- _YOUR GOAL_
Can you copy out all of the entries below exactly as they appear, leaving the pictures out?

** START DATA **

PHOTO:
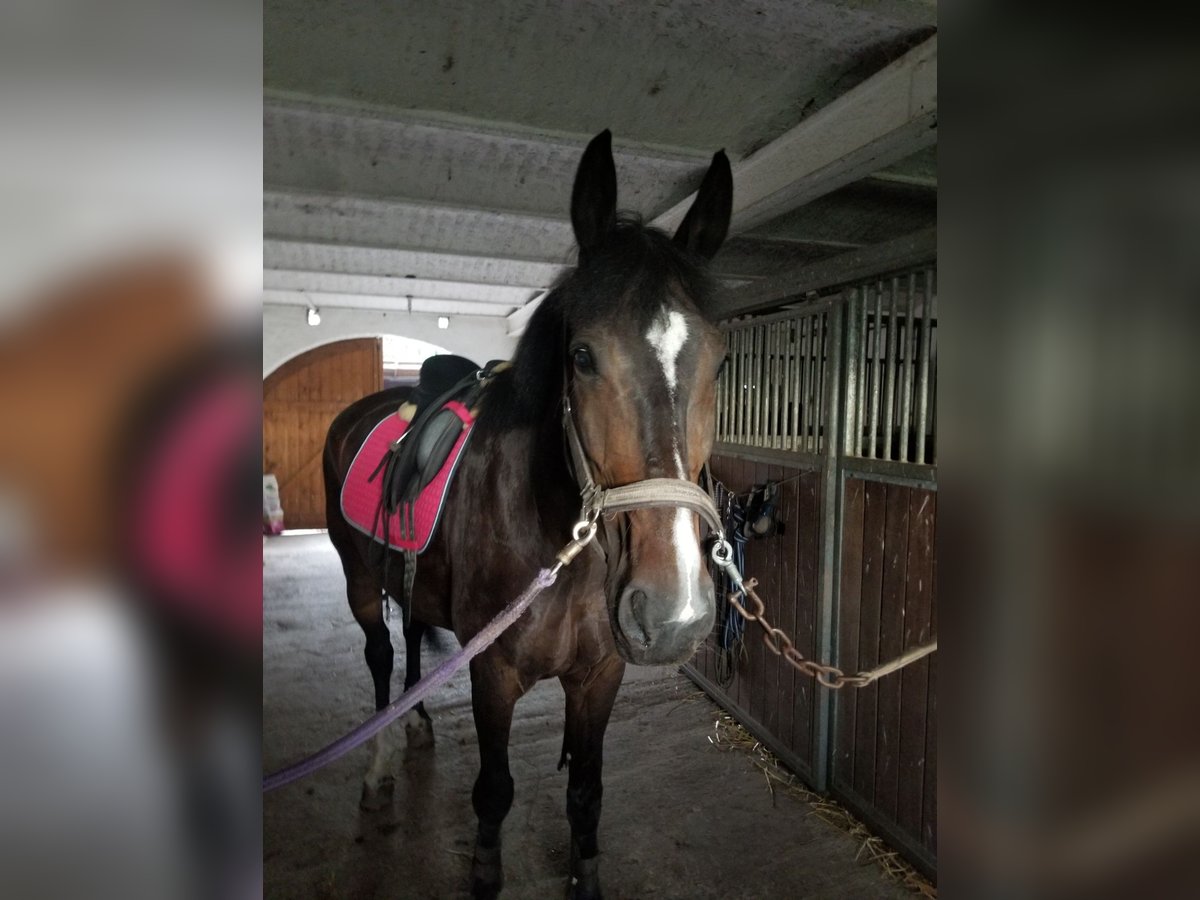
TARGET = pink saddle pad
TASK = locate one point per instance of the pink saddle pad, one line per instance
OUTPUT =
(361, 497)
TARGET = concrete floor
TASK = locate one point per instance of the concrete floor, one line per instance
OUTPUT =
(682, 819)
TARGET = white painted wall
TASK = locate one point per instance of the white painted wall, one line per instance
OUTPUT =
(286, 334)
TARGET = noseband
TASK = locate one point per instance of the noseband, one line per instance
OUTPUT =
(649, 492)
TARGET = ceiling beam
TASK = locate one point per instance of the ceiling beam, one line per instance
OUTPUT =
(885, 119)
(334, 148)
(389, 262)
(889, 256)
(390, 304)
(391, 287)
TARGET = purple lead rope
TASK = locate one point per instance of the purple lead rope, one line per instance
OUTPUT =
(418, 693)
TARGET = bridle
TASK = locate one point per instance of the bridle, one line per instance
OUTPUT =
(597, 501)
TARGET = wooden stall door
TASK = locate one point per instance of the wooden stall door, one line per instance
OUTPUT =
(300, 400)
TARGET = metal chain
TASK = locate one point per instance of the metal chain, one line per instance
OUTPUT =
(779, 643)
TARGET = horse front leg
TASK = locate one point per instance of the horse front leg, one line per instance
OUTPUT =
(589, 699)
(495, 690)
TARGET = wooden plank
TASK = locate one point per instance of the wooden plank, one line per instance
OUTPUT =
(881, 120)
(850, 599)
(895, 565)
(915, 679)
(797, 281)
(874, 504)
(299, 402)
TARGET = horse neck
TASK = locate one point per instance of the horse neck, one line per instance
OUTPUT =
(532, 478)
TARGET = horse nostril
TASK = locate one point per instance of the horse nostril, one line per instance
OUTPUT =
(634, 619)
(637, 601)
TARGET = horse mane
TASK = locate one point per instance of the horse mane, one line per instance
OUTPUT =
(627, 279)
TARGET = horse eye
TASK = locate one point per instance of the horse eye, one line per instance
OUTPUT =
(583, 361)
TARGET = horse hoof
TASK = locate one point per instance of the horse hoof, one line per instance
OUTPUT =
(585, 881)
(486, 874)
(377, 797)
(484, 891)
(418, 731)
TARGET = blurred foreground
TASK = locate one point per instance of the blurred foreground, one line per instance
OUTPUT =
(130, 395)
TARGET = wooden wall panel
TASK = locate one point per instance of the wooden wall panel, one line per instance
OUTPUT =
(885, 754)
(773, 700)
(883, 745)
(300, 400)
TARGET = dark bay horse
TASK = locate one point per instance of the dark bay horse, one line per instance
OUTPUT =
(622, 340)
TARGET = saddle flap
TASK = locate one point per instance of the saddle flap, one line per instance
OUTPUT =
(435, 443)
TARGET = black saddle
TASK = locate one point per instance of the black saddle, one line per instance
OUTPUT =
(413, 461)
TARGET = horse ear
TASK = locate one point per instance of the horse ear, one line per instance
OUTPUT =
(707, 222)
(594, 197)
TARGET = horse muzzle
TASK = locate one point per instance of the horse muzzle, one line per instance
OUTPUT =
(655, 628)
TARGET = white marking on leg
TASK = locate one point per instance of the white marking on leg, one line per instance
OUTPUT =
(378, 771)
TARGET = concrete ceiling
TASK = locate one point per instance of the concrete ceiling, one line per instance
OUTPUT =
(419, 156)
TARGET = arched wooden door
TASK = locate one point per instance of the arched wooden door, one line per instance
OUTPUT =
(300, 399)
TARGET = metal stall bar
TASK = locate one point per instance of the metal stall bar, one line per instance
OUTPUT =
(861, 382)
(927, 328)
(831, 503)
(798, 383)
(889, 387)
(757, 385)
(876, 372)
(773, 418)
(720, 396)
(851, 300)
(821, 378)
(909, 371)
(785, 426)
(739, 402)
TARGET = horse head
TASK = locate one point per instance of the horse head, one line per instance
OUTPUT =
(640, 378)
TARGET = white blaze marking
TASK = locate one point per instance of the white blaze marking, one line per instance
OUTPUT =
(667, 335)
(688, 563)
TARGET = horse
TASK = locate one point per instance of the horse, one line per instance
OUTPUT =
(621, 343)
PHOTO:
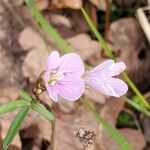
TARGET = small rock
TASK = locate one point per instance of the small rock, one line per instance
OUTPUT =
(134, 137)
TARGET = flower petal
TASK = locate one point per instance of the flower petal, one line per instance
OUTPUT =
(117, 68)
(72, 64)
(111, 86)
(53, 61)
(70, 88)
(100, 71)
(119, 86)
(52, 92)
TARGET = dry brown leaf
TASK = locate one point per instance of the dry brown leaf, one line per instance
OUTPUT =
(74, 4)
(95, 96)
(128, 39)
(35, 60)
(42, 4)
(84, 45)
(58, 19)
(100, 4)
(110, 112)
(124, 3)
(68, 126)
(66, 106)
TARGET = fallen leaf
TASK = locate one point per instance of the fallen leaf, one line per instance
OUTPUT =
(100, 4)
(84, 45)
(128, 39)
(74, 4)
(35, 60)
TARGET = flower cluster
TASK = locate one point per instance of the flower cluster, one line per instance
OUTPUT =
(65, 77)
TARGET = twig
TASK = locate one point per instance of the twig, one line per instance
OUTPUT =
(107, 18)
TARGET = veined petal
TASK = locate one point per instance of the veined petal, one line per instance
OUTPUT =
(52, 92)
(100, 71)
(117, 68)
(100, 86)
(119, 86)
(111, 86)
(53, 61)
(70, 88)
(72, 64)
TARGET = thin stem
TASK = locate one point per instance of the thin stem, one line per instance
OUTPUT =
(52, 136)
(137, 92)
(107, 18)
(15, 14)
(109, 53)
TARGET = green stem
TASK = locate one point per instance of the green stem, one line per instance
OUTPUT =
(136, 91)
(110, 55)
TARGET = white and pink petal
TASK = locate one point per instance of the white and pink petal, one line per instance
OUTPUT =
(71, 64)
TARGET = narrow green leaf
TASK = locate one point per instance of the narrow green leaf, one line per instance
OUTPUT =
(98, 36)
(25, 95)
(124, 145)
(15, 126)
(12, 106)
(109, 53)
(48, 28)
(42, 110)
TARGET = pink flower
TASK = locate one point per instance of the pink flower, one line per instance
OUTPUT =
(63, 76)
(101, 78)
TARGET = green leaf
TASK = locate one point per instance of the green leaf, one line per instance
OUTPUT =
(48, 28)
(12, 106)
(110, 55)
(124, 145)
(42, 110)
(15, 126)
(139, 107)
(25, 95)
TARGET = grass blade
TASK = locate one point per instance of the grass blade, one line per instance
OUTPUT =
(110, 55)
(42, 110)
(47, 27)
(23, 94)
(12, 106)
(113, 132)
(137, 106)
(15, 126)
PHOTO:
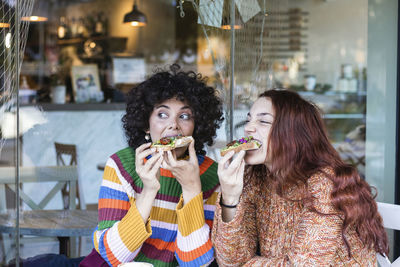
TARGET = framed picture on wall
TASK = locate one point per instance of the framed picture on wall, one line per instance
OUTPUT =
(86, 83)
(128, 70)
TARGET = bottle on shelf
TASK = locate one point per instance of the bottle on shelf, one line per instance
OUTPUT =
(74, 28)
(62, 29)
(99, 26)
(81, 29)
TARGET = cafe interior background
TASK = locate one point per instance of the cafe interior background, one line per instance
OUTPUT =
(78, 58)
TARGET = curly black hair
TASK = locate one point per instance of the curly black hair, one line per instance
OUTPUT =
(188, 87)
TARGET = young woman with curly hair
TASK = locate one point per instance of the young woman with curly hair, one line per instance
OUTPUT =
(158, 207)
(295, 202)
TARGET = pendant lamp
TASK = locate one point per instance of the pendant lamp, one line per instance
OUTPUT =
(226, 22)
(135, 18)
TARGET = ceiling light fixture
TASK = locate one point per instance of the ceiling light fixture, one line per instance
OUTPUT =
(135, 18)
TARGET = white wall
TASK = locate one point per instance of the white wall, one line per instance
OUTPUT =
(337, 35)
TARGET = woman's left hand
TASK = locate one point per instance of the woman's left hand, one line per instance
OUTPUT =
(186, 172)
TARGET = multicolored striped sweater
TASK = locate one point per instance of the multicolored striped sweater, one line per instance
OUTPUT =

** END DATA **

- _REPLY_
PHOTO:
TARGET = pink saddle pad
TASK = locate one point per instance of the pink saddle pad, one line per instance
OUTPUT =
(361, 497)
TARGET = concrete floor
TASK = locate one point per instance of the concrete floor, one line per instance
OUTPUT =
(682, 819)
TARGET = white painted wall
TASK = locate one point per instance of the white painted wall, one line per instance
OUTPUT =
(286, 334)
TARGET = noseband
TASK = locate one point per instance of the noseband, one line per instance
OUTPUT =
(649, 492)
TARGET = ceiling beam
TASK = locate one point per instance of the ceiling beam, one line per instance
OUTPUT =
(885, 119)
(334, 148)
(389, 262)
(889, 256)
(390, 304)
(391, 287)
TARGET = purple lead rope
TASK = locate one point per instance of the purple lead rope, one line per instance
OUTPUT =
(418, 693)
TARGET = bridle
TASK = locate one point per instance of the bridle, one line per instance
OUTPUT =
(597, 501)
TARGET = wooden stall door
TASK = locate one point per instance of the wooden stall door, one line per instance
OUTPUT =
(300, 400)
TARGET = metal chain
TASK = locate one point per instance of the metal chain, one line per instance
OUTPUT =
(779, 643)
TARGET = horse front leg
TASK = locate one point per instance of the horse front leg, one line per instance
OUTPUT =
(589, 699)
(495, 690)
TARGET = wooden plank
TASK = locate one point per instance of the wooden plank, one line per instance
OUTPUT =
(881, 120)
(850, 599)
(895, 565)
(915, 679)
(797, 281)
(874, 504)
(299, 402)
TARGET = horse neck
TASK = locate one point per instance of the horse neck, one line per instance
OUTPUT =
(532, 478)
TARGET = horse nostril
TASK = locate one point per instance of the horse nostril, one line per instance
OUTPUT =
(634, 619)
(637, 601)
TARGET = horse mane
TASK = locate one point per instance of the horse mane, one line per instance
OUTPUT =
(627, 279)
TARGET = horse eye
TASK = locate one point per instance of the horse eye, one line per instance
OUTPUT =
(583, 361)
TARGET = horse hoof
TASK = locate one point per instance of the horse hoof, one line per instance
OUTPUT =
(585, 881)
(486, 874)
(377, 797)
(484, 891)
(418, 731)
TARGET = blurred foreground
TASK = locate one point per instance of the blurred foreground, one line per instance
OUTPUT =
(130, 395)
TARGET = wooden wall panel
TASK = locate one point per instance of the wooden wall panel, one line per instance
OUTPUT =
(885, 754)
(773, 700)
(883, 745)
(300, 400)
TARGET = dark bay horse
TASK = locate one point per instance of the dark bay horse, one line per instance
OUTPUT =
(622, 340)
TARGET = saddle flap
TASK = locate one point per instance of the saddle flap, one line per instance
OUTPUT =
(435, 443)
TARGET = black saddle
TASK = locate one point per instance of the black saddle, one line per instance
OUTPUT =
(413, 461)
TARGET = horse ear
TASK = locate one point per instance of the horse ear, one line per instance
OUTPUT =
(707, 222)
(594, 197)
TARGET = horse muzzle
TASK = locate one point per instance of the horse muzzle, one line per instance
OUTPUT =
(655, 628)
TARGET = white marking on leg
TASK = locate one point per instance of the white marking on leg, one line per instance
OUTPUT =
(378, 771)
TARGET = concrete ceiling
TASK = locate one point per instance of the concrete ceiling, one line per instance
OUTPUT =
(419, 156)
TARGET = arched wooden door
TASK = locate one point per instance of the arched wooden door, one line per instance
OUTPUT =
(300, 399)
TARGET = metal stall bar
TASK = locate one point per instance of the metal stall bar, one line per instance
OUTPUT =
(861, 382)
(927, 328)
(831, 503)
(798, 383)
(889, 387)
(757, 385)
(876, 372)
(773, 418)
(720, 396)
(851, 300)
(821, 378)
(909, 371)
(785, 426)
(739, 402)
TARGET = horse head
TASK = locate one point per instance of the horse head, one line per instance
OUTPUT =
(640, 378)
TARGET = white blaze marking
TASK = locate one point per instance of the white blaze marking, one line per instance
OUTPUT =
(667, 335)
(688, 563)
TARGET = horse
TASK = locate one point per instance of the horse, one line per instance
OUTPUT =
(621, 343)
PHOTO:
TARGET = small rock
TASK = locate one point per instance of the small rock, one line per instance
OUTPUT =
(134, 137)
TARGET = flower petal
TASK = locate one point per instance of the flower petal, one line per instance
OUTPUT =
(117, 68)
(72, 64)
(111, 86)
(53, 61)
(70, 88)
(100, 71)
(119, 86)
(52, 92)
TARGET = dry brown leaf
TASK = locate one point per instance of the dry brown leaf, one line per instance
OUTPUT =
(74, 4)
(95, 96)
(128, 39)
(35, 60)
(42, 4)
(84, 45)
(58, 19)
(100, 4)
(110, 112)
(124, 3)
(68, 126)
(66, 106)
TARGET = fallen leaf
TASK = locate one point per instance of the fallen leaf, one line per instance
OUTPUT =
(100, 4)
(84, 45)
(128, 39)
(74, 4)
(35, 60)
TARGET = flower cluster
TASK = locate one point per instance of the flower cluster, one line per instance
OUTPUT =
(65, 77)
TARGET = twig
TASK = locate one point per instance of the twig, one line per instance
OUTPUT =
(107, 18)
TARGET = veined petal
TASK = locate one point per instance of the veined petal, one line per instance
OUTPUT =
(52, 92)
(100, 71)
(117, 68)
(100, 86)
(119, 86)
(111, 86)
(53, 61)
(70, 88)
(72, 64)
TARGET = thin stem
TASK = locate one point per instance of the thin stem, one line per instance
OUTPUT =
(52, 136)
(137, 92)
(107, 18)
(15, 14)
(109, 53)
TARGET = green stem
TASK = locate one point per instance of the green stem, one line per instance
OUTPUT =
(136, 91)
(110, 55)
TARGET = white and pink petal
TASK = locate one point per instance of the white and pink petal, one line per instance
OUTPUT =
(71, 64)
TARGET = narrow green leaf
TASK = locate one point per instance of the narrow green leaf, one line per instance
OUTPUT =
(98, 36)
(25, 95)
(124, 145)
(15, 126)
(12, 106)
(109, 53)
(48, 28)
(42, 110)
TARGET = pink flower
TASK = locate one point per instance of the pink flower, one line per instance
OUTPUT =
(63, 76)
(101, 78)
TARGET = green leaf
TASK = locate one point per instance of the green leaf, one line per instance
OUTPUT =
(48, 28)
(12, 106)
(110, 55)
(124, 145)
(42, 110)
(15, 126)
(139, 107)
(25, 95)
TARGET = grass blade
TASK = locate one point per instance of the grass blade, one line per instance
OUTPUT =
(110, 55)
(42, 110)
(47, 27)
(23, 94)
(12, 106)
(113, 132)
(137, 106)
(15, 126)
PHOTO:
TARGET = framed picture on wall
TASK = locate one point per instance of the framed picture on wall, one line per instance
OUTPUT =
(86, 83)
(128, 70)
TARGET = bottle on shelf
TASK = locate one point per instance of the bottle on shelf, one line per instance
OUTPUT =
(74, 28)
(62, 29)
(99, 26)
(81, 29)
TARGET = cafe interior background
TASK = locate one point per instance of the cafe interior background, one line per instance
OUTPUT =
(78, 58)
TARGET = curly black hair
TASK = locate one point per instance of the curly black hair, one line per instance
OUTPUT =
(188, 87)
TARGET = young woman with curly hair
TASK = locate one point per instance of the young woman with curly hair, one line per instance
OUTPUT =
(158, 207)
(295, 202)
TARGET = pendant lamp
TASK = locate one point per instance of the pendant lamp, one line per instance
OUTPUT =
(226, 22)
(135, 18)
TARGET = ceiling light fixture
TASK = locate one point per instance of the ceiling light fixture, one line per instance
OUTPUT =
(135, 18)
TARGET = white wall
TASK = locate one point per instance of the white wall, one line per instance
OUTPUT =
(337, 35)
TARGET = woman's left hand
TASK = locate one point per instance of the woman's left hand, one line per instance
OUTPUT =
(186, 172)
TARGET = multicolored striped sweater
TASK = locate one point per instance of the multicolored striped sweater, one line per instance
OUTPUT =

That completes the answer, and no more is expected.